[begin Given text]
Answer: Regarding Count II of the complaint. Before the existing house on the lot was demoed[,] Eric Miller spent a couple of weekends removing planks of knotty pine wood, a Dutch door, a hand sink, four windows and glass door knobs from the house. We talked to Jerry McKeown about this because the wood was in good condition and we thought that it would be good to use these items in a club house * * *. At Jerry McKeown's direction, Eric Miller loaded the items onto an existing playset in the rear of the property and covered the items with a blue tarp. When we were on vacation, [McKeown] had the property demoed. When we viewed the pictures sent by Michele Hula's brother, we noticed the playset was not in any of the pictures. We immediately contacted [McKeown] to find out what happened * * * with the items we stored in the playset. [McKeown] informed us that the demo company took those items away along with the playset. He then told us that ‘I will build a better clubhouse than I demo[ed] to assure us that he would take care of this miscommunication that occurred on his watch. At the end of construction, we revisited the clubhouse issue and [McKeown's] stance changed drastically. He started to back pedal on the promise he made to us and refused to build the clubhouse. We ended up having the landscaper * * * erect a clubhouse/shed structure in our backyard at our own expense."

¶ 10 On March 22, 2019, claimants, who had been joined as defendants in Pekin's declaratory judgment action, stipulated and agreed to be bound by any judgment. The trial court granted Pekin's motion to voluntarily dismiss claimants pursuant to their stipulation.
[end Given text]
[begin Material supplied]
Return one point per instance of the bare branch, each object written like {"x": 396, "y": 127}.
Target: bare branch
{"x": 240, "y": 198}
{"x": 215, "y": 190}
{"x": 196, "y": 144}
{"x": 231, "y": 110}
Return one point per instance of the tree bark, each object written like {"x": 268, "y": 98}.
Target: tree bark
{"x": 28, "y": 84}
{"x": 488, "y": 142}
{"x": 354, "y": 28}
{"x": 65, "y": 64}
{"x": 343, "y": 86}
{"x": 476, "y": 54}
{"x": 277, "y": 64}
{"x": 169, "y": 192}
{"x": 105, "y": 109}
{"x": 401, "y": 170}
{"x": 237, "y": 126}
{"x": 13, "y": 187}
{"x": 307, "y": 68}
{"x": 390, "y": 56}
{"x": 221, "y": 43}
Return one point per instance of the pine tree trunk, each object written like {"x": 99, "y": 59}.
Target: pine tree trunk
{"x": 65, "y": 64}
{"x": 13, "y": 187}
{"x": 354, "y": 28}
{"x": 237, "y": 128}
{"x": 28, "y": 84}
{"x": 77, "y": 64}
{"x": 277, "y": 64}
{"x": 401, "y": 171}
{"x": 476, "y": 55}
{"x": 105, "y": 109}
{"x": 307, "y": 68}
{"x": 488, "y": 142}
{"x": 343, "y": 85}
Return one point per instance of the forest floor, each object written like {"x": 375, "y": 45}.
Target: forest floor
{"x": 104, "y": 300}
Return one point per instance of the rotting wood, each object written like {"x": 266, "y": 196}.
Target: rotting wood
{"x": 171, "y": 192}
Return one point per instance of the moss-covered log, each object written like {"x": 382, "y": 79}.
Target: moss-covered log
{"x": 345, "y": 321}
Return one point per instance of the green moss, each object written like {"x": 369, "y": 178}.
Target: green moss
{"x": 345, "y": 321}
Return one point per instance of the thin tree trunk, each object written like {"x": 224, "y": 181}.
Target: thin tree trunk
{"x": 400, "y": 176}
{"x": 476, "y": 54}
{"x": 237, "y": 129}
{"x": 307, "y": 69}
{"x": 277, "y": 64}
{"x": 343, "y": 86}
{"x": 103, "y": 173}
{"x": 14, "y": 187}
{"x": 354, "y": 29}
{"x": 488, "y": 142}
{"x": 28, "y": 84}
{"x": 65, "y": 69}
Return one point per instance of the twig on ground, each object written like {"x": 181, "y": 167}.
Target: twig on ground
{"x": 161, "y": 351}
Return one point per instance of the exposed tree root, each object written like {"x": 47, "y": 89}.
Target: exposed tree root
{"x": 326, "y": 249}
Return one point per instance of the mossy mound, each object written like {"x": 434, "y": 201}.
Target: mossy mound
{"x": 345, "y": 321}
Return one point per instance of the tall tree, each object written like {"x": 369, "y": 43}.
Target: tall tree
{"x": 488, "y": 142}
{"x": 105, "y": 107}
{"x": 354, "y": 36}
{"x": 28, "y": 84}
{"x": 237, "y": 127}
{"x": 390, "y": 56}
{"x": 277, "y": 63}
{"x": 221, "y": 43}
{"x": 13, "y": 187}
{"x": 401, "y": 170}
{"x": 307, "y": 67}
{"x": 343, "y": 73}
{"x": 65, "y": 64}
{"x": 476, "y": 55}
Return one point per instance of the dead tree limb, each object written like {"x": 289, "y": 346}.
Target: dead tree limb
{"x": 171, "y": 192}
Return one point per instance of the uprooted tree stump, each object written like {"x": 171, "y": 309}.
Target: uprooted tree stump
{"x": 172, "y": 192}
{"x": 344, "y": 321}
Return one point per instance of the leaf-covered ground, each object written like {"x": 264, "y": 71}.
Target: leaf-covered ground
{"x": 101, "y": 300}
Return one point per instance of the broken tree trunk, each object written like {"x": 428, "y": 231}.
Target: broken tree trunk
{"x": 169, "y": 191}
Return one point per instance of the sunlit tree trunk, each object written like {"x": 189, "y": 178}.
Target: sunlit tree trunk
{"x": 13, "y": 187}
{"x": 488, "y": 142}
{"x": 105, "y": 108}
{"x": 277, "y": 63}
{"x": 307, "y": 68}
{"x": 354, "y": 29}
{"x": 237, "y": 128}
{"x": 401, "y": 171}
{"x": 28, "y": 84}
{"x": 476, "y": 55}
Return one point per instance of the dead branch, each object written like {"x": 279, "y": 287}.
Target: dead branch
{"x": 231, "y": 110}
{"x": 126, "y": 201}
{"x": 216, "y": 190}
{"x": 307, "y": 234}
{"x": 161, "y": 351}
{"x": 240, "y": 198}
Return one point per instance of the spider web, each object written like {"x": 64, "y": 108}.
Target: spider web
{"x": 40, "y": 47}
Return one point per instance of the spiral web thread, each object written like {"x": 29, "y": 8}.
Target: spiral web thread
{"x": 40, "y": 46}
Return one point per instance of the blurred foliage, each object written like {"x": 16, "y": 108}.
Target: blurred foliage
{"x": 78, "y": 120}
[end Material supplied]
**Directive:**
Reproduce the court opinion excerpt above in full, word for word.

**Response below:**
Answer: Regarding Count II of the complaint. Before the existing house on the lot was demoed[,] Eric Miller spent a couple of weekends removing planks of knotty pine wood, a Dutch door, a hand sink, four windows and glass door knobs from the house. We talked to Jerry McKeown about this because the wood was in good condition and we thought that it would be good to use these items in a club house * * *. At Jerry McKeown's direction, Eric Miller loaded the items onto an existing playset in the rear of the property and covered the items with a blue tarp. When we were on vacation, [McKeown] had the property demoed. When we viewed the pictures sent by Michele Hula's brother, we noticed the playset was not in any of the pictures. We immediately contacted [McKeown] to find out what happened * * * with the items we stored in the playset. [McKeown] informed us that the demo company took those items away along with the playset. He then told us that ‘I will build a better clubhouse than I demo[ed] to assure us that he would take care of this miscommunication that occurred on his watch. At the end of construction, we revisited the clubhouse issue and [McKeown's] stance changed drastically. He started to back pedal on the promise he made to us and refused to build the clubhouse. We ended up having the landscaper * * * erect a clubhouse/shed structure in our backyard at our own expense."

¶ 10 On March 22, 2019, claimants, who had been joined as defendants in Pekin's declaratory judgment action, stipulated and agreed to be bound by any judgment. The trial court granted Pekin's motion to voluntarily dismiss claimants pursuant to their stipulation.